▶ [Source document]:
▼

A demon-world case can also be used to illustrate evidential luck. Consider yourself in relationship to your doppelganger in the demon world, and reflect on the fact that the two of you live phenomenologically indistinguishable cognitive lives. Since there is no discernible difference between your worlds, you must conclude that it could have just as easily been you who were the one with the unreliable belief-forming cognitive processes. Given your situated place within this scenario, there is no evidential basis that could possibly serve you as a guide, from which to reach any other conclusion. If this is so, then it is still a matter of luck that, in the context of this scenario, it is you and not she who has the process-reliabilist true beliefs.

According to the foregoing argument, the externalist must acknowledge that it is always a matter of evidential luck when reliably-produced beliefs turn out to meet the subjective conditions that internalists would place upon knowledge. And the internalist must acknowledge that it is always a matter of veritic luck when our beliefs turn out to meet the objective conditions an externalist would place upon knowledge. But is this a cogent line of argumentation? Clearly Engel has allowed the very basis for the characterization of luck to differ in his demon-world scenarios. But why should he not? Perspective matters! If it takes an externalist perspective to point out the kind of luck which internalism entails, it seems valid to allow the same in reverse, by allowing the evidential factors rather than matters of objective fact to be the ones that may vary in the examples. The perspective focussing on the evil-demon’s revelation to me illustrates that it must always be a matter of luck from an external or factual perspective when an internally-justified belief turns out to be true. The perspective focussing upon my relationship with my doppelganger illustrates that it must always be a matter of luck from an internal or evidential perspective that one of us, myself or my double, should in fact be the one possessing sound evidence for normally-functioning BCP’s to utilize as input.

But are these kinds of luck of equally significant import for epistemology? In Gettier and other types of cases which might have been discussed in connection to the kinds of “chance” examined in the previous section, our intuitions tell us that an agent’s justification is undermined by certain facts about his situation that are beyond her ken. In the eyes of their devisers, at any rate, such examples exploit factual defeaters to an agent’s knowledge claims that, once they have done their dirty-work, leave the would-be knower only with what Matthias Steup calls nonepistemizing justification. But is that also the case with the kinds of demon-world scenarios we are now considering? That seems not as clear. We are now encountering forms of epistemic luck that have greatest relevance to the general challenge of philosophical skepticism. This is partly why I separate them here from Riggs’ two forms of chance discussed in the previous section.

▲

▶ [What you will do]:
Write out the stretch of the epistemic luck passage from "A demon-world case" through "process-reliabilist true beliefs.".

▶ [Record set]:
▼

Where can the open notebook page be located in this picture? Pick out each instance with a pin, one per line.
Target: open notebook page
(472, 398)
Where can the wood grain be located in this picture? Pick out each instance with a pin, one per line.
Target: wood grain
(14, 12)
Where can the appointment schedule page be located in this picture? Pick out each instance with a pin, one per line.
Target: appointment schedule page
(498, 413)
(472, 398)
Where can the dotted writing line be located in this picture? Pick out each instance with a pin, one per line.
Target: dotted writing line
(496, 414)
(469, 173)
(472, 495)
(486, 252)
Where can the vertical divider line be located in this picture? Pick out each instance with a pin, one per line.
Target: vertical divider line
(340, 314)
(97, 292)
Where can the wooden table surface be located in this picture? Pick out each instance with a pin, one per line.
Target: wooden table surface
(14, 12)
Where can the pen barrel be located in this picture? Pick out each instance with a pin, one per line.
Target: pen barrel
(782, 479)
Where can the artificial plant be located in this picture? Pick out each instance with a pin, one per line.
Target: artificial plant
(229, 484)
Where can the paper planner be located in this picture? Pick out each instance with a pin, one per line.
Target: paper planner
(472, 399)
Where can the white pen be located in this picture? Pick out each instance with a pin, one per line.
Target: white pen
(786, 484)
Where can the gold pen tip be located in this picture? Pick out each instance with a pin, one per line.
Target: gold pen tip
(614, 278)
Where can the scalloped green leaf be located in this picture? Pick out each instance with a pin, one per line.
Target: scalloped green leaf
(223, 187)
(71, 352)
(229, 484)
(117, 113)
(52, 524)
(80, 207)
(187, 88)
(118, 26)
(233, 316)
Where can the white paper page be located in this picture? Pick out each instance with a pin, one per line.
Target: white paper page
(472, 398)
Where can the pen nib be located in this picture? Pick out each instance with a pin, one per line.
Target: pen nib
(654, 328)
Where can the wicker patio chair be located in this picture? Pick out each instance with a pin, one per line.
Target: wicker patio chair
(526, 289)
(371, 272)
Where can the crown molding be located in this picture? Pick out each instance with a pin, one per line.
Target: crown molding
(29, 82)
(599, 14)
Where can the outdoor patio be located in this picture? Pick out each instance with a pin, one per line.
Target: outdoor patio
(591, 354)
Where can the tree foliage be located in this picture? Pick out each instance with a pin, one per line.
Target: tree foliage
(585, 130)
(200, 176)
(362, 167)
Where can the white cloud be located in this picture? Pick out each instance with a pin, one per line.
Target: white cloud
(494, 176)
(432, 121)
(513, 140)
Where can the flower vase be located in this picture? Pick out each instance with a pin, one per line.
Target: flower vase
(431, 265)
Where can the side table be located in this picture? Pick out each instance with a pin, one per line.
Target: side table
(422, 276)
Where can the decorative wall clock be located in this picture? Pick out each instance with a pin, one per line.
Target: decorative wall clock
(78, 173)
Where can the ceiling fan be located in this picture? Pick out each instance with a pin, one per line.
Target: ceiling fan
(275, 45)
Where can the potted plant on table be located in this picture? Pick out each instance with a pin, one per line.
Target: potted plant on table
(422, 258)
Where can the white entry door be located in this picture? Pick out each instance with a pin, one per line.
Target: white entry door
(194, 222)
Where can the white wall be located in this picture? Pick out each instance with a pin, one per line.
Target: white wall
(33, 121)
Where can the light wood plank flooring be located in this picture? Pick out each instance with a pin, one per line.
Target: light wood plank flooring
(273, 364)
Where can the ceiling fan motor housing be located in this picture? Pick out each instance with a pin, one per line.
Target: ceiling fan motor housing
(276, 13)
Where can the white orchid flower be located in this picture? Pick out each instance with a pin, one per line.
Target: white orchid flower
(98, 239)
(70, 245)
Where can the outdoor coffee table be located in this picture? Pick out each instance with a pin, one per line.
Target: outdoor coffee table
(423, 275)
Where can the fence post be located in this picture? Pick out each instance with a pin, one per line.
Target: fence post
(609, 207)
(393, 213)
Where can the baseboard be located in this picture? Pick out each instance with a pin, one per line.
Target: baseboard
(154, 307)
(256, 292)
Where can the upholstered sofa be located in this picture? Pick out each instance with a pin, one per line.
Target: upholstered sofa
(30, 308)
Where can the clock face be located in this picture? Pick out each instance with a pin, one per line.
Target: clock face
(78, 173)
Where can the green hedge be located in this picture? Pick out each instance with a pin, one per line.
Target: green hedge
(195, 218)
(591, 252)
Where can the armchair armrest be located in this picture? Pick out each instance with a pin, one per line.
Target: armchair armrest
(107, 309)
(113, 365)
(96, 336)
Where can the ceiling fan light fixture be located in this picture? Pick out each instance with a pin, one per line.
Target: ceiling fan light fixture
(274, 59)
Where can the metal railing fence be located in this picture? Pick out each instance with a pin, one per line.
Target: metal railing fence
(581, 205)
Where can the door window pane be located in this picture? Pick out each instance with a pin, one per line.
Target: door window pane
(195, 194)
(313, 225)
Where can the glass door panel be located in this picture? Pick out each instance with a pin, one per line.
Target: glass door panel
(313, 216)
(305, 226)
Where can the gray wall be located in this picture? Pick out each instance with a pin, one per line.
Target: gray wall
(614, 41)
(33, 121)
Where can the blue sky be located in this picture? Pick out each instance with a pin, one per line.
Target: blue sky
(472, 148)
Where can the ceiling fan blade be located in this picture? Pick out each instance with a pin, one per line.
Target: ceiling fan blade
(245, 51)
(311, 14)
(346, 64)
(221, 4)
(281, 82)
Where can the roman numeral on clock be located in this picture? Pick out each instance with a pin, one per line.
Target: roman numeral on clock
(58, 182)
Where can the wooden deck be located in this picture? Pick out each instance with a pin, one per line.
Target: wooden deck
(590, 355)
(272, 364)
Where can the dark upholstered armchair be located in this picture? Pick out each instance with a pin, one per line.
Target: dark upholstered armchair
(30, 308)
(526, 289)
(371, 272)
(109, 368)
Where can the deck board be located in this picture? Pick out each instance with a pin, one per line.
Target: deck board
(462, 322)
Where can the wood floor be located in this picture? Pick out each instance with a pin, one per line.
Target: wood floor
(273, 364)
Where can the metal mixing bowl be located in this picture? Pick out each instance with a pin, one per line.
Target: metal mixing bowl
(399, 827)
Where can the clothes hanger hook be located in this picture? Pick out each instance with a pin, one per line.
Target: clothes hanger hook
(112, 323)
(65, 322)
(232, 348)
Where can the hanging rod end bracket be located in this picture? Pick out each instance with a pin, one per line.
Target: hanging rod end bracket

▲

▶ [Result]:
A demon-world case can also be used to illustrate evidential luck. Consider yourself in relationship to your doppelganger in the demon world, and reflect on the fact that the two of you live phenomenologically indistinguishable cognitive lives. Since there is no discernible difference between your worlds, you must conclude that it could have just as easily been you who were the one with the unreliable belief-forming cognitive processes. Given your situated place within this scenario, there is no evidential basis that could possibly serve you as a guide, from which to reach any other conclusion. If this is so, then it is still a matter of luck that, in the context of this scenario, it is you and not she who has the process-reliabilist true beliefs.